### Provided material ###

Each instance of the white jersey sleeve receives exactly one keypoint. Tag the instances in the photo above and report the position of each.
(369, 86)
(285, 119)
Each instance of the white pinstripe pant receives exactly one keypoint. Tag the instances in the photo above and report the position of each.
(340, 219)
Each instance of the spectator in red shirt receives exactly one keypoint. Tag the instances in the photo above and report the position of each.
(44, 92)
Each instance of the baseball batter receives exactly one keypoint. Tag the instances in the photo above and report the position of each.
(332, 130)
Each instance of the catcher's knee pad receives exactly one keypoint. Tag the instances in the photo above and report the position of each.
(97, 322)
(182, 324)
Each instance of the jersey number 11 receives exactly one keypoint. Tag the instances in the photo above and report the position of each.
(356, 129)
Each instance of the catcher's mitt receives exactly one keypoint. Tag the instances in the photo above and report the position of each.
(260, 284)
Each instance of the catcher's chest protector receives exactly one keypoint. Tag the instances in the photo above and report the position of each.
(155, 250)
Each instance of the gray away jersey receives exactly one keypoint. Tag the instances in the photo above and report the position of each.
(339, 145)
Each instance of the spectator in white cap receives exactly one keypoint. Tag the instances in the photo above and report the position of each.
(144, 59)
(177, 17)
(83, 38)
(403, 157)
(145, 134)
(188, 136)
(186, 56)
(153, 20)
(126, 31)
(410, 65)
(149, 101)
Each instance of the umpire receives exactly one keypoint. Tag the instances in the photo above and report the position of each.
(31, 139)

###

> **Instruction**
Can you copy every row above verbatim, leaving nothing out?

> **Task solution**
Each instance of the white jersey sleeve receives exactly one keypoint. Tag the instances in the photo above and report the position of each.
(369, 86)
(285, 119)
Each instance of the white pinstripe pant receives exactly one keypoint. Tag the instances in the photo above and report the position of each.
(340, 219)
Each instance of the spectator in red shirt receives exactly one keypoint. Tag the instances in the photo above and report the position of each.
(44, 92)
Each instance of the baseball batter receives exactly one keypoint. Tag the instances in the photo above and report the position of each.
(332, 130)
Each instance of the catcher's knee pad receives exactly one keypoint. Tag the instances in the photo above and report the position of each.
(97, 322)
(182, 324)
Each instance of the jersey number 11 receives exactly one keypoint. Tag the instances in the photo above and report the position of each.
(356, 129)
Each instance of the catcher's mitt receives exactly one keypoint. Tag the instances in the photo above and report the position of each.
(260, 284)
Each instance of the catcher's chest protector receives exactly one keypoint. Tag the instances in the photo above and report the position of each.
(155, 250)
Each instance of the gray away jersey receives exactly one keypoint. Tag the instances in the photo above and report the position of each.
(339, 145)
Each instance of the spectator in white cap receives exactly one keypoint. Tag the instances in the photo above and report the position of each.
(144, 59)
(177, 17)
(83, 38)
(403, 157)
(145, 134)
(188, 136)
(186, 56)
(153, 20)
(126, 31)
(410, 65)
(149, 101)
Each instance of the umpire receives exactly one keypoint. Tag the instances in the photo above and report the position of each.
(31, 139)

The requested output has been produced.